Data records START
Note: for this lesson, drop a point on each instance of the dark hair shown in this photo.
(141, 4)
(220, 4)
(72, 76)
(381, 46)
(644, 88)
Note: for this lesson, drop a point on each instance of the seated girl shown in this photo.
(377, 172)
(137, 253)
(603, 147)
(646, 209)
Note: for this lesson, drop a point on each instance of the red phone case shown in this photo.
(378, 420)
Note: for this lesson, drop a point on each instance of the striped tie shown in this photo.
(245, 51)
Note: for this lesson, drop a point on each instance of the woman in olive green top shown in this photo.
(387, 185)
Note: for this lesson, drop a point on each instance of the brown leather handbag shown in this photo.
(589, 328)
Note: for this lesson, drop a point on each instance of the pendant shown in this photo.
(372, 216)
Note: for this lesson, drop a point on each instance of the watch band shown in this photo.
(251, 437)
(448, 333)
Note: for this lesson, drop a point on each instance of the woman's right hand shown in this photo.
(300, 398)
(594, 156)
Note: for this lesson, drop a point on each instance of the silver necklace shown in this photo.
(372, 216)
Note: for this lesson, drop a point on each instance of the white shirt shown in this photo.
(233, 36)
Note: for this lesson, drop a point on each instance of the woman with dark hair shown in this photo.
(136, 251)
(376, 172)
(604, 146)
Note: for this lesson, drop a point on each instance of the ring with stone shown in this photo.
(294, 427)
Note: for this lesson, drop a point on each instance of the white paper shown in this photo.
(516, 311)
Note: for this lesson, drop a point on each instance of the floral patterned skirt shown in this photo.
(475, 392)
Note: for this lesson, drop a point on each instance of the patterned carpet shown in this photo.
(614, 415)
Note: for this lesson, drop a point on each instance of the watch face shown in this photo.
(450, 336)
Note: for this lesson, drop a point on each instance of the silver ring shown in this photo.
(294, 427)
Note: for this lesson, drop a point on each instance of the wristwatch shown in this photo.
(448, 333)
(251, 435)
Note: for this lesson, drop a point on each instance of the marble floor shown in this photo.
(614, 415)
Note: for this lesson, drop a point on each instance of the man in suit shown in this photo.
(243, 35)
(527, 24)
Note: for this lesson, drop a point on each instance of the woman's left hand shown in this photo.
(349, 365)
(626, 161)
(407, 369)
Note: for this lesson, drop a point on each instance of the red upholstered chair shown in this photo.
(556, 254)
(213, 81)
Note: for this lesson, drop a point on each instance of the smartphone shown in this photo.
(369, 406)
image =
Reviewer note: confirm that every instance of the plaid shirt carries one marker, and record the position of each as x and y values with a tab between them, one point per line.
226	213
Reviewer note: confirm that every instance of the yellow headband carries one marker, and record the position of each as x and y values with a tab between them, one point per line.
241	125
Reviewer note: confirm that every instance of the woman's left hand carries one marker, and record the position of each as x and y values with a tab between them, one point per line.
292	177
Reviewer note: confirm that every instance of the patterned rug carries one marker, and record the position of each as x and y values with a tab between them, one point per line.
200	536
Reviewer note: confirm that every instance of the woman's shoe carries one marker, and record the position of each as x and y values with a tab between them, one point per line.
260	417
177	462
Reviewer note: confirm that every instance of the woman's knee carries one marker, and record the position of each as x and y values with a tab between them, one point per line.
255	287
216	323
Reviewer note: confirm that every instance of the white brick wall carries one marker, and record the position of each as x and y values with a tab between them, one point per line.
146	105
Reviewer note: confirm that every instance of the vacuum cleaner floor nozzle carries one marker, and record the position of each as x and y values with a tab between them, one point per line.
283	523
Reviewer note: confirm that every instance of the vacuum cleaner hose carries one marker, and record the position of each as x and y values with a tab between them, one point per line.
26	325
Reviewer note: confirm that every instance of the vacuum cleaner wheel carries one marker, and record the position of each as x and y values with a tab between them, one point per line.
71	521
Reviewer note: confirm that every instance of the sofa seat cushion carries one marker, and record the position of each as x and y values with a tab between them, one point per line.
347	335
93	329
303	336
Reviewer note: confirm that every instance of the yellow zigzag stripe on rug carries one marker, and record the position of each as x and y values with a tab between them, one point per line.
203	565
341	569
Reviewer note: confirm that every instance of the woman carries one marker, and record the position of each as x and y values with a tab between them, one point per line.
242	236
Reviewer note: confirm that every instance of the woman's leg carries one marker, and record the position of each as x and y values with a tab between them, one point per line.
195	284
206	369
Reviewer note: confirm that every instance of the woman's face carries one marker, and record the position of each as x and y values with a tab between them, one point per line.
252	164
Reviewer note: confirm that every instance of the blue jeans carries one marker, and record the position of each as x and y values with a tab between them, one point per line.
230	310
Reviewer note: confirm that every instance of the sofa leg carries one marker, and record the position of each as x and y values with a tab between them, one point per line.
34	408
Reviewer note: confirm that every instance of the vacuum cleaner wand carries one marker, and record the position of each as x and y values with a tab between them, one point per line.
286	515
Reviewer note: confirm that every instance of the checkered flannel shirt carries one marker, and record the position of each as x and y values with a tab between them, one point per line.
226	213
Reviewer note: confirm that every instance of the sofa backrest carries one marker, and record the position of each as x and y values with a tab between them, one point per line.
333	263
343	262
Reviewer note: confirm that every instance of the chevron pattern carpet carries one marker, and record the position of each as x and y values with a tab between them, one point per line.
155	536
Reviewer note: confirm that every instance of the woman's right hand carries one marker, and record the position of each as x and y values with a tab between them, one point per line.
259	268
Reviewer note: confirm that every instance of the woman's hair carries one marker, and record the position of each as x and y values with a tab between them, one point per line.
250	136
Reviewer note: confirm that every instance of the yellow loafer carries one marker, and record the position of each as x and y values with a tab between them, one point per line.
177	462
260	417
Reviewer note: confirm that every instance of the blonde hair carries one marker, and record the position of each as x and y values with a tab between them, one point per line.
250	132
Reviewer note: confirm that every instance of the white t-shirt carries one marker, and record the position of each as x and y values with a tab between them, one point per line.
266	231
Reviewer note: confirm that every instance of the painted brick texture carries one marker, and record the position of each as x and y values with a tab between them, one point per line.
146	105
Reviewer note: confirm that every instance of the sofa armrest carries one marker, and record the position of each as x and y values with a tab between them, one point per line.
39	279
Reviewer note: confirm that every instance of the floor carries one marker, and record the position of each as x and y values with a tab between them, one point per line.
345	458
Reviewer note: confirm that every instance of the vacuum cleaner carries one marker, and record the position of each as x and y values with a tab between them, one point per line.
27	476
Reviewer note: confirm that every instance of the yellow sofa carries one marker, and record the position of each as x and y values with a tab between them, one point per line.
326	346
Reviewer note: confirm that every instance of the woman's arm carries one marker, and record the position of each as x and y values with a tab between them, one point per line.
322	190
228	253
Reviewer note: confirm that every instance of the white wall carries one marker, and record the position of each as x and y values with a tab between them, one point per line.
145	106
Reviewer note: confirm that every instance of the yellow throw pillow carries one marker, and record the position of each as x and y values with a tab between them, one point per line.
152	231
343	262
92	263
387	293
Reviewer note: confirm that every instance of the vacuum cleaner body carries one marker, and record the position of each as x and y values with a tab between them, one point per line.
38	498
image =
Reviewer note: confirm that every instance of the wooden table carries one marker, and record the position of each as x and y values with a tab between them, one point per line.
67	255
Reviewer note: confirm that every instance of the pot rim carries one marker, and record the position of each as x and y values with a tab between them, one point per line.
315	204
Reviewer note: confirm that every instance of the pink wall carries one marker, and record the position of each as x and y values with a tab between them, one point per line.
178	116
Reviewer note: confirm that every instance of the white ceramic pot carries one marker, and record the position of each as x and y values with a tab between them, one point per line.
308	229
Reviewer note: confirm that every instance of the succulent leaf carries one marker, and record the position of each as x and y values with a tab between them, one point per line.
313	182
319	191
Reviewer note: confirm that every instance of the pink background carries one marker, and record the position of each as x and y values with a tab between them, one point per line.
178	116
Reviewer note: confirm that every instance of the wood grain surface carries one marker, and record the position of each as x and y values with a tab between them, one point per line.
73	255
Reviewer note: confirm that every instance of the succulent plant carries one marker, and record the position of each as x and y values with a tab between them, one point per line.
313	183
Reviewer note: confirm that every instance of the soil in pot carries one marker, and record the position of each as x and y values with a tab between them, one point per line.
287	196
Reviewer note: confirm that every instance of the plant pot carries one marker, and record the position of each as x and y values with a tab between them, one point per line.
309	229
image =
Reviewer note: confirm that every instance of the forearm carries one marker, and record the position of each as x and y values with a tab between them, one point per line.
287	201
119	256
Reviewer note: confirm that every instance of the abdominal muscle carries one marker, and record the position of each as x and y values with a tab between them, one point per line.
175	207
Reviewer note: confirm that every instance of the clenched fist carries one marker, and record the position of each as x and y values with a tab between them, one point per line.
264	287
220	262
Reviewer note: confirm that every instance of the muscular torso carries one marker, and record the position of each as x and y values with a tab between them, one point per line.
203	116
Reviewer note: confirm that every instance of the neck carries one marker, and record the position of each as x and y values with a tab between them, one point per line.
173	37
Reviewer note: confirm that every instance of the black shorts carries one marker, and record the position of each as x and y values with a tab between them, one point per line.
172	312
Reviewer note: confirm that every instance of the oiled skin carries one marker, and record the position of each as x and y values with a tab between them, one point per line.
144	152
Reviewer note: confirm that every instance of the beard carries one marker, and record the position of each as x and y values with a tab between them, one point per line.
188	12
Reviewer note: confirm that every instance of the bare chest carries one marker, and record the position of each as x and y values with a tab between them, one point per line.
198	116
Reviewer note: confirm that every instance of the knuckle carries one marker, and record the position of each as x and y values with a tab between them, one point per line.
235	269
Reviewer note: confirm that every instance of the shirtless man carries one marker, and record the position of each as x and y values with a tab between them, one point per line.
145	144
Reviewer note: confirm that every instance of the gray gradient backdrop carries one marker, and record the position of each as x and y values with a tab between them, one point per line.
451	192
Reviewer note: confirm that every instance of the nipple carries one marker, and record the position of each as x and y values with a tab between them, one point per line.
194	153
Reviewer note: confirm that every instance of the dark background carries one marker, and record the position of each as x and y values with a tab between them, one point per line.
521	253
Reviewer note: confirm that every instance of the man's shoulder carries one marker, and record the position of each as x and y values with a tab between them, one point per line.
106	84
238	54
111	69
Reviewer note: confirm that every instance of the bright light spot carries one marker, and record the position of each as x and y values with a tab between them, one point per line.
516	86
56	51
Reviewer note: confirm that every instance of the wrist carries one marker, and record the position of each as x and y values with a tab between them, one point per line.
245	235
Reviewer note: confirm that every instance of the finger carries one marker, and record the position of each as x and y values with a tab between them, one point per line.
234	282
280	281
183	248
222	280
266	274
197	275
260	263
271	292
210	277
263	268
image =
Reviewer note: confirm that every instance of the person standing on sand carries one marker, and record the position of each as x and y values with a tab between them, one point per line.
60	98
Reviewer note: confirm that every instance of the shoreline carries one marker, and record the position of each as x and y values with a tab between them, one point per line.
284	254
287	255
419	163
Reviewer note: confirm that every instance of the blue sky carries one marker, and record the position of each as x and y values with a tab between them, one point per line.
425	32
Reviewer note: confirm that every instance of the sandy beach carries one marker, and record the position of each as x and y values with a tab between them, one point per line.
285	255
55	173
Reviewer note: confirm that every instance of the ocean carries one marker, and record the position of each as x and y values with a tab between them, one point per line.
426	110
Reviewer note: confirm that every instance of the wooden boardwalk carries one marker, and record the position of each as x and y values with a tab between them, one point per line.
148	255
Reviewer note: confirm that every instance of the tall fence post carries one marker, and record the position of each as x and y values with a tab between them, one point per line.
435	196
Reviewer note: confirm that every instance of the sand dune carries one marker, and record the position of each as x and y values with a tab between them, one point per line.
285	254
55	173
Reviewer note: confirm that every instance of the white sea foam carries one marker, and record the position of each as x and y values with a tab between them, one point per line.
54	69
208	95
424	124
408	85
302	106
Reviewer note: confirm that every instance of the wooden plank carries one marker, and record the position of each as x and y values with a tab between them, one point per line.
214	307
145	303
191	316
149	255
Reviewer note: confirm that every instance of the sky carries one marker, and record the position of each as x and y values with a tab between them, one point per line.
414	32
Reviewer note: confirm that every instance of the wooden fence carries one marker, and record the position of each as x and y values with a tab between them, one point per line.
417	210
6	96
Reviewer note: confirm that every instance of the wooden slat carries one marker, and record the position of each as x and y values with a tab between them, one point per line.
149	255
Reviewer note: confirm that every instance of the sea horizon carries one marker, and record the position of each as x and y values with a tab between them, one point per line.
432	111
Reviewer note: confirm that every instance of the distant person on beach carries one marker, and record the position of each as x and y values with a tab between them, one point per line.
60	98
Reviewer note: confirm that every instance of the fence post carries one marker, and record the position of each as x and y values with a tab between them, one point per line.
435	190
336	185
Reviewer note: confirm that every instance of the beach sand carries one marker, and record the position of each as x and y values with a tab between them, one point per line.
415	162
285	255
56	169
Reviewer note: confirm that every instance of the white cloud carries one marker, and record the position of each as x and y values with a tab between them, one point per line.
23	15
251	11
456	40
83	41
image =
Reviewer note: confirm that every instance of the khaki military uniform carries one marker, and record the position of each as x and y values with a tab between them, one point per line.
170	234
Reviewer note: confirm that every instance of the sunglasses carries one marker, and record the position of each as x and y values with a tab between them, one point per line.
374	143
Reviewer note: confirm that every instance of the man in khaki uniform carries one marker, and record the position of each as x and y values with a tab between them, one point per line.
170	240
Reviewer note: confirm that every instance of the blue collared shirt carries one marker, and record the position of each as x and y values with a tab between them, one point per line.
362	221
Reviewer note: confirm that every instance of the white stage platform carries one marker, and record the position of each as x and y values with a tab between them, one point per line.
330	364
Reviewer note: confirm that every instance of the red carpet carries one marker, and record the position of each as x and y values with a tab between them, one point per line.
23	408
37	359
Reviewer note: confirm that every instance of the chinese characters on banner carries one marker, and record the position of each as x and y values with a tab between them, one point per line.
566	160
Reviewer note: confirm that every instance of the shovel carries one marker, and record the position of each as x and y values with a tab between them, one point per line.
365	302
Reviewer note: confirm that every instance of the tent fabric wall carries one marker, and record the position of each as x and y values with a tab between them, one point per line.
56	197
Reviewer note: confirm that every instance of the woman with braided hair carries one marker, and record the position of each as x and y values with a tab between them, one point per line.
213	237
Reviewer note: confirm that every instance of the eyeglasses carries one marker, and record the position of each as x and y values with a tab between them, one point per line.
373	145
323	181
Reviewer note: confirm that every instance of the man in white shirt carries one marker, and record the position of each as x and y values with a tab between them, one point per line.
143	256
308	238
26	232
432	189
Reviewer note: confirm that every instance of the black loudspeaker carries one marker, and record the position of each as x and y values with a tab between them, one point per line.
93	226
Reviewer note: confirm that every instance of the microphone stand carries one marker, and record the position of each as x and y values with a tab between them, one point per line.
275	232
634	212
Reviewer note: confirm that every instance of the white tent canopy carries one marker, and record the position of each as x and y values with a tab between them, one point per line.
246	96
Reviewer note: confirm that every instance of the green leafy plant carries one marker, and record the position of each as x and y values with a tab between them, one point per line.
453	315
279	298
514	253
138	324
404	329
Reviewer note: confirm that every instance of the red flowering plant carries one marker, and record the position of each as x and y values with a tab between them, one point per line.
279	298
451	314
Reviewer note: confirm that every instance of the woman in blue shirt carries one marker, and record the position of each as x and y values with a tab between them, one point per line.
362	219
Data records END
Only the lines from the one with "Reviewer note: confirm that every instance of the green" to the end of the entries above belong in your answer. Retype them exactly.

Reviewer note: confirm that every instance of the green leafy plant carries one marker, and record the position of each as x and y values with a tab between them, one point per line.
453	315
279	298
514	253
138	324
404	329
Reviewer note: confirm that every instance of the red flowering plant carries one marker, and record the position of each as x and y values with a tab between them, one point per line.
279	298
451	314
Reviewer note: confirm that every instance of the woman in blue shirt carries one marker, and record the position of each as x and y values with a tab between them, one point per line.
362	219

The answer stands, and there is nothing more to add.